Start Document passage

Reputation: 7493
Background: I need a way to count the number of records that we will be running through our Archive process. The query I have below what I have come up with but I feel like there has to be a better way (Takes about 20minutes to run for the last 90 days)
The Query: We have a table called Table_Main (Not its real name) which contains alot of records (300 million +) and is constantly being added to (Hence the archiving). The table contains parent records that have a TR_ID, which links them to another table, while the children do not have a TR_ID. The children are attached to the parents via a Parent_ID. The tricky part here is that I need to count the records based of values contained in the Trans table which is linked via TR_ID.
Select B.Some_date, B.xx_ID, count(*)
From
(
select tr.Some_date, tr.xx_ID, p.H_ID
from Table_Main p, Trans tr
where p.TR_ID = tr.TR_ID
and tr.Some_date>sysdate-90
--
UNION ALL
--
Select Result.Some_date , Result.xx_ID, th.H_ID
from (
select tr.Some_date, tr.xx_ID, p.H_ID
from Table_Main p, Trans tr
where p.TR_ID = tr.TR_ID and tr.Some_date>sysdate-90
) Result
inner join Table_Main th on th.Parent_id = Result.H_ID and th.Parent_ID is not null
) B
group by B.Some_date, B.xx_ID
order by B.Some_date;
Question/Idea: Is there any way this could be simplified with one join between Table_Main and itself? For example a join that keeps the first record from the parent plus all the joined children? I was trying something like the query below but not getting anywhere.
Select a.Some_date, A.xx_ID, p.H_ID, c.*
from Table_Main p
inner join Trans a on p.TR_ID = a.TR_ID
left join Table_Main c on c.Parent_id = p.H_ID
where a.Some_date> sysdate-20
order by p.H_ID, c.H_ID
Table_Main
-H_ID
-Parent_ID //Links child to parent
-TR_ID //Links to Trans Table
Trans
-TR_ID //Link to Table_Main
-xx_ID //This is used to group on
-Some_Date //Used to group on
Sample Input:
Table_Main
H_ID Parent_ID TR_ID
1 NULL 1
2 1 NULL
3 NULL 2
4 NULL 3
5 4 NULL
6 4 NULL
7 NULL 4
8 7 NULL
9 NULL 5
10 9 NULL
11 9 NULL
12 9 NULL
13 9 NULL
14 9 NULL
15 9 NULL
16 9 NULL
Trans
TR_ID XX_ID Some_Date
1 45 12/1/2015
2 4 12/1/2015
3 6 12/20/2015
4 45 12/1/2015
5 23 12/22/2015
Desired Output:
Date xx_ID Count
12/1/2015 4 1
12/1/2015 45 4
12/20/2015 6 3
12/22/2015 23 8
Thanks in advance for any help you can provide.

End Document passage

- _Problem A_
In the post about counting archive records, about how long does the current query take to run for the last 90 days?
- _Problem B_
Write what comes next in the post about counting archive records, starting right after its final sentence.

Start Given data

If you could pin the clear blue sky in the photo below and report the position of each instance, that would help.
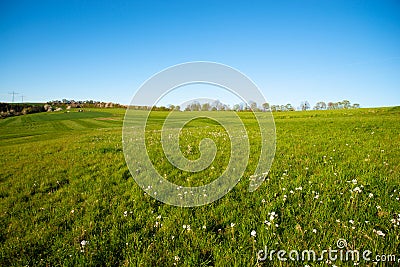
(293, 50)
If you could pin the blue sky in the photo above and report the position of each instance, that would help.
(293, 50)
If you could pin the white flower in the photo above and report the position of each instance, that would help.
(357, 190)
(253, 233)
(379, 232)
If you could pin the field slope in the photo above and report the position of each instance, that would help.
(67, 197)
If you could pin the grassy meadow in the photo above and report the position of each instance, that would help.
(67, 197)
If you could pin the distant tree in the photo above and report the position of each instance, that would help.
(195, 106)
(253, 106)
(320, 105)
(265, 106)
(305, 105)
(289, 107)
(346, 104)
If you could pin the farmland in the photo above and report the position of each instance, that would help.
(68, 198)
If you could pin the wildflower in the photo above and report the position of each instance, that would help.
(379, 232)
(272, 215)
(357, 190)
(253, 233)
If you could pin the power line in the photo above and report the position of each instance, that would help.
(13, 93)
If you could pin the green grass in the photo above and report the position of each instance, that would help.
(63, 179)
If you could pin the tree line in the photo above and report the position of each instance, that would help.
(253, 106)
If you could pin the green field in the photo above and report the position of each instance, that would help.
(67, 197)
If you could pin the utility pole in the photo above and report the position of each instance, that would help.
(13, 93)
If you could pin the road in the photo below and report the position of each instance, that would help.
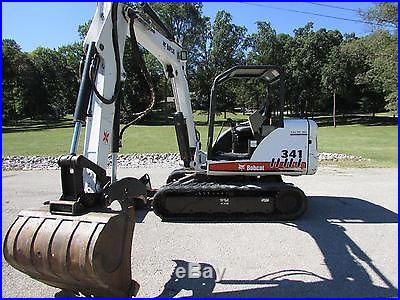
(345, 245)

End Given data
Start Given data

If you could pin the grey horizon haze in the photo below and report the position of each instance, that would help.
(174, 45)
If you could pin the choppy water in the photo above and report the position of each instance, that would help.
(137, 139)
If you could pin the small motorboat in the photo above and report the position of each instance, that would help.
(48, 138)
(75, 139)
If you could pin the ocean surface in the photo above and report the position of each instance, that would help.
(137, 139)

End Given data

- _Task answer A_
About 20 minutes.

- _Task answer B_
Upvotes: 1
Views: 1748
Reputation: 23578
Thanks for adding the input and expected output data - that makes it a lot easier for us to make sure we have the answer you're expecting!
Here's one way of doing it:
with table_main as (select 1 H_ID, null Parent_ID, 1 TR_ID from dual union all
select 2 H_ID, 1 Parent_ID, NULL TR_ID from dual union all
select 3 H_ID, NULL Parent_ID, 2 TR_ID from dual union all
select 4 H_ID, NULL Parent_ID, 3 TR_ID from dual union all
select 5 H_ID, 4 Parent_ID, NULL TR_ID from dual union all
select 6 H_ID, 4 Parent_ID, NULL TR_ID from dual union all
select 7 H_ID, NULL Parent_ID, 4 TR_ID from dual union all
select 8 H_ID, 7 Parent_ID, NULL TR_ID from dual union all
select 9 H_ID, NULL Parent_ID, 5 TR_ID from dual union all
select 10 H_ID, 9 Parent_ID, NULL TR_ID from dual union all
select 11 H_ID, 9 Parent_ID, NULL TR_ID from dual union all
select 12 H_ID, 9 Parent_ID, NULL TR_ID from dual union all
select 13 H_ID, 9 Parent_ID, NULL TR_ID from dual union all
select 14 H_ID, 9 Parent_ID, NULL TR_ID from dual union all
select 15 H_ID, 9 Parent_ID, NULL TR_ID from dual union all
select 16 H_ID, 9 Parent_ID, NULL TR_ID from dual),
trans as (select 1 TR_ID, 45 XX_ID, to_date('12/01/2015', 'mm/dd/yyyy') Some_Date from dual union all
select 2 TR_ID, 4 XX_ID, to_date('12/01/2015', 'mm/dd/yyyy') Some_Date from dual union all
select 3 TR_ID, 6 XX_ID, to_date('12/20/2015', 'mm/dd/yyyy') Some_Date from dual union all
select 4 TR_ID, 45 XX_ID, to_date('12/01/2015', 'mm/dd/yyyy') Some_Date from dual union all
select 5 TR_ID, 23 XX_ID, to_date('12/22/2015', 'mm/dd/yyyy') Some_Date from dual)
-- end of mimicking your tables with data in them. See SQL below:
select tr1.some_date,
tr1.xx_id,
count(*) cnt
from (select h_id,
parent_id,
max(tr_id) over (partition by connect_by_root(h_id)) tr_id
from table_main tm
connect by prior h_id = parent_id
start with parent_id is null) tm1
inner join trans tr1 on (tm1.tr_id = tr1.tr_id)
group by tr1.some_date,
tr1.xx_id
order by tr1.some_date,
tr1.xx_id;
SOME_DATE XX_ID CNT
---------- ---------- ----------
12/01/2015 4 1
12/01/2015 45 4
12/20/2015 6 3
12/22/2015 23 8
Basically this first does a hierarchical query (connect by...
) to link the parent and child rows.
Then we use the connect_by_root
function to identify the top level h_id across all the parent-child rows.
Once we have that, we can then use an analytic function to return the tr_id across all the parent and child rows per each top level h_id (I've used max() here, as it looks like only parent rows will have a tr_id).
Then it's a simple matter of joining to the trans table and doing the aggregate count.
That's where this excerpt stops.